### EXERCISE
Retype the forum comment thread below verbatim, keeping every username, timestamp, and line break.

### EXTRACT TO READ
........
There's a pretty good horror film about a girl with teeth in her vag called Teeth. PP, you and Ranger would love it.
Goober3000 writes:
on February 6th, 2010 at 2:23:00 AM

"sprinkling water" I dunno man if I sat down in a wet chair and my ass got all wet Id get right back up and walk out.
Ranger writes:
on February 6th, 2010 at 2:23:58 AM

@Goober - that's just a night in Slusho's Mom's trailer.
encoreyourface writes:
on February 6th, 2010 at 2:24:59 AM

@SACdaddy-i saw that, looked ... interesting ...
Ranger writes:
on February 6th, 2010 at 2:33:19 AM

What was it called... 'Every guy's ex-wife!'?
Peter Parker writes:
on February 6th, 2010 at 2:35:10 AM

@ SAC:

I caught that two days ago.
FBO was kind enough to dedicate to me the trailer here on WP.
I'm still undecided, not sure whether I loved, or hated it.

I mean, I love c*nts, in all shapes and forms, but the teeth...

... it just brings back painful memories.
Ranger writes:
on February 6th, 2010 at 2:39:40 AM

My scars bring back painful memories.
Goober3000 writes:
on February 6th, 2010 at 2:40:39 AM

lol
Ranger writes:
on February 6th, 2010 at 2:40:52 AM

Found the old lady vid, in the Avatar Blu-Ray thread that Carl was talking about.
Scrooge McDuck writes:
on February 6th, 2010 at 2:43:26 AM

I want a 4d porn theater.
........
### AVAILABLE DATA

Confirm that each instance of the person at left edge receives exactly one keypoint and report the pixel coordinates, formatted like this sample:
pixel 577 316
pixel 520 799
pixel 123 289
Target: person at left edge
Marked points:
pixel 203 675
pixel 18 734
........
### TASK RESULT
There's a pretty good horror film about a girl with teeth in her vag called Teeth. PP, you and Ranger would love it.
Goober3000 writes:
on February 6th, 2010 at 2:23:00 AM

"sprinkling water" I dunno man if I sat down in a wet chair and my ass got all wet Id get right back up and walk out.
Ranger writes:
on February 6th, 2010 at 2:23:58 AM

@Goober - that's just a night in Slusho's Mom's trailer.
encoreyourface writes:
on February 6th, 2010 at 2:24:59 AM

@SACdaddy-i saw that, looked ... interesting ...
Ranger writes:
on February 6th, 2010 at 2:33:19 AM

What was it called... 'Every guy's ex-wife!'?
Peter Parker writes:
on February 6th, 2010 at 2:35:10 AM

@ SAC:

I caught that two days ago.
FBO was kind enough to dedicate to me the trailer here on WP.
I'm still undecided, not sure whether I loved, or hated it.

I mean, I love c*nts, in all shapes and forms, but the teeth...

... it just brings back painful memories.
Ranger writes:
on February 6th, 2010 at 2:39:40 AM

My scars bring back painful memories.
Goober3000 writes:
on February 6th, 2010 at 2:40:39 AM

lol
Ranger writes:
on February 6th, 2010 at 2:40:52 AM

Found the old lady vid, in the Avatar Blu-Ray thread that Carl was talking about.
Scrooge McDuck writes:
on February 6th, 2010 at 2:43:26 AM

I want a 4d porn theater.